- AIM OF THE TASK
Transcribe the listing in full. Keep every line exactly as it stands.

SUPPLIED DATA START

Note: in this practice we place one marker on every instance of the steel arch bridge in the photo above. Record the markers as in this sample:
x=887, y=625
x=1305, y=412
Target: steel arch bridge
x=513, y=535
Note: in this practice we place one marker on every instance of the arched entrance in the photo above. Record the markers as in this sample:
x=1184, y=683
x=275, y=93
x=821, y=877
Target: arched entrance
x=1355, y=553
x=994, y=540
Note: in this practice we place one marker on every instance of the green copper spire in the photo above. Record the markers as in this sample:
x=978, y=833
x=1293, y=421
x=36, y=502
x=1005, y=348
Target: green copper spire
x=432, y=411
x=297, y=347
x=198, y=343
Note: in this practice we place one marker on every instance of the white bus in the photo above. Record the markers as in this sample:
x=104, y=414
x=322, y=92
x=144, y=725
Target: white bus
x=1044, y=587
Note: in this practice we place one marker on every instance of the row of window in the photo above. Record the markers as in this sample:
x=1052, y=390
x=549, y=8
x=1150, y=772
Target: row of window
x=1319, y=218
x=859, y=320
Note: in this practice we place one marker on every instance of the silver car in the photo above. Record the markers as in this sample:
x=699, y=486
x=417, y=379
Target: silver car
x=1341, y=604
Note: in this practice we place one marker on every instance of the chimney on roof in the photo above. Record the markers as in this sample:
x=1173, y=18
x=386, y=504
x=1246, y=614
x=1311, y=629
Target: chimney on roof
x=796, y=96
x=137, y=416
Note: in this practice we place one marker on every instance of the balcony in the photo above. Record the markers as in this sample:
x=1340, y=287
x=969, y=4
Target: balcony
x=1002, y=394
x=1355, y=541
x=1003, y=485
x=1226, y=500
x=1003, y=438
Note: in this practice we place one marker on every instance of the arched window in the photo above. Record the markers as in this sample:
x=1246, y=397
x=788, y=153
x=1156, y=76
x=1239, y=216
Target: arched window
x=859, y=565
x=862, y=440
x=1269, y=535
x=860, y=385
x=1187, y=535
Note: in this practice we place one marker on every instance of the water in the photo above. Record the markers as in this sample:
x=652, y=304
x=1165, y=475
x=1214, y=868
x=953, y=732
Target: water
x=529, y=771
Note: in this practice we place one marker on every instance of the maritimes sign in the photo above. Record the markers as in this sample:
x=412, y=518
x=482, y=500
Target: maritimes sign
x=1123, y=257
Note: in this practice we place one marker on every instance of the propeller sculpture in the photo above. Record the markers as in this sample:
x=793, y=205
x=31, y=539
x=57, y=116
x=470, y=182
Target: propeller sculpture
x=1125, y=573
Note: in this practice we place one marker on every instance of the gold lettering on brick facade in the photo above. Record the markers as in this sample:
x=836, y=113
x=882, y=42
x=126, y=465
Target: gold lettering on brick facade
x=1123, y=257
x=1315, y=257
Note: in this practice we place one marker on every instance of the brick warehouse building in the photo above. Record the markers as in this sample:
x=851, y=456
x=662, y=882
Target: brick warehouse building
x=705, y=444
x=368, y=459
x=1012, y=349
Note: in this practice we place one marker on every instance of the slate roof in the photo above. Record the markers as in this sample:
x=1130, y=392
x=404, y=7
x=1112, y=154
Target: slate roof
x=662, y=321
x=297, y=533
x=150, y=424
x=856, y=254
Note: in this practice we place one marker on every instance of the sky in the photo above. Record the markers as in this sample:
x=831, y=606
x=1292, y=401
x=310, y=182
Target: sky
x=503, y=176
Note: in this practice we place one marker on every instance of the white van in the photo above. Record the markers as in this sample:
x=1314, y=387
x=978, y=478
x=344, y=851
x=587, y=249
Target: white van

SUPPLIED DATA END

- ANSWER AREA
Note: in this practice we place one marker on every instance of the steel arch bridge in the photo above. Record the markers as in this sample:
x=887, y=625
x=1305, y=412
Target: steel arch bridge
x=513, y=535
Note: in this practice we place one marker on every instance of the arched entrance in the photo above. Record the markers as in this sample:
x=1184, y=683
x=275, y=93
x=821, y=877
Target: arched entrance
x=1355, y=553
x=994, y=540
Note: in this practice we place one marker on every instance of the green copper spire in the photo above. Record the markers as in this sample:
x=978, y=833
x=1293, y=421
x=36, y=502
x=1005, y=348
Target: green copper spire
x=432, y=411
x=297, y=347
x=198, y=343
Note: in this practice we place one marker on every instance of the white bus in the photo above. Record the markers as in this sample:
x=104, y=414
x=322, y=92
x=144, y=725
Target: white bus
x=1044, y=587
Note: in this practice we place one marker on every instance of the row of window in the photo above. Record the markers as in this sample:
x=1052, y=390
x=549, y=8
x=1150, y=772
Target: row of window
x=1319, y=218
x=859, y=320
Note: in this practice we place one marker on every instance of the silver car in the photo above. Record the markers as in this sample:
x=699, y=486
x=417, y=379
Target: silver car
x=1341, y=604
Note: in this practice we place one marker on every instance of the chimney on roof in the photo above. Record the markers as in this sample:
x=1173, y=18
x=386, y=504
x=1246, y=614
x=1311, y=629
Target: chimney on roof
x=796, y=96
x=137, y=416
Note: in this practice we place one marker on every instance of the balcony in the photo above. Record the markers as in this sample:
x=1340, y=287
x=969, y=4
Target: balcony
x=1002, y=394
x=1355, y=541
x=1003, y=485
x=1226, y=500
x=1003, y=438
Note: in this practice we place one marker on every instance of the arched window in the photo above. Record the markers as in this sample:
x=1246, y=397
x=788, y=153
x=1156, y=76
x=1239, y=216
Target: arched window
x=859, y=565
x=862, y=440
x=1269, y=535
x=860, y=385
x=1187, y=535
Note: in this practice we place one marker on every instance of the water in the photo above. Record the markers as in this sample:
x=652, y=304
x=1165, y=475
x=1214, y=868
x=953, y=732
Target: water
x=529, y=771
Note: in this practice we place one marker on every instance of the maritimes sign in the photo above. Record the markers as in this sample:
x=412, y=518
x=482, y=500
Target: maritimes sign
x=1123, y=257
Note: in this practice we place one marker on every instance of the propeller sculpture in the photo above. Record the markers as in this sample:
x=793, y=205
x=31, y=539
x=57, y=116
x=470, y=182
Target: propeller sculpture
x=1125, y=573
Note: in this practice we place one marker on every instance of the gold lettering on brick facade in the photo above. Record the markers as in this sample:
x=836, y=113
x=882, y=42
x=126, y=465
Target: gold lettering on brick facade
x=1123, y=257
x=1315, y=257
Note: in this practice we place one marker on every instance of the brick warehouse building in the photo above. Record the markers as in this sample:
x=851, y=456
x=662, y=882
Target: brick warehouse building
x=705, y=444
x=368, y=459
x=1012, y=349
Note: in this practice we place one marker on every instance of the slate roof in the photo above. Record the markers as in this sample:
x=1130, y=392
x=404, y=7
x=1112, y=154
Target: slate roof
x=662, y=321
x=297, y=533
x=150, y=424
x=856, y=254
Note: in this practice we place one marker on every instance of the sky in the photo above. Record the markers as in this sample:
x=831, y=606
x=1292, y=401
x=310, y=182
Target: sky
x=503, y=176
Note: in this practice we place one marker on every instance of the white van in the photo above. Record the markers as in this sample:
x=1314, y=387
x=978, y=478
x=344, y=851
x=587, y=249
Target: white van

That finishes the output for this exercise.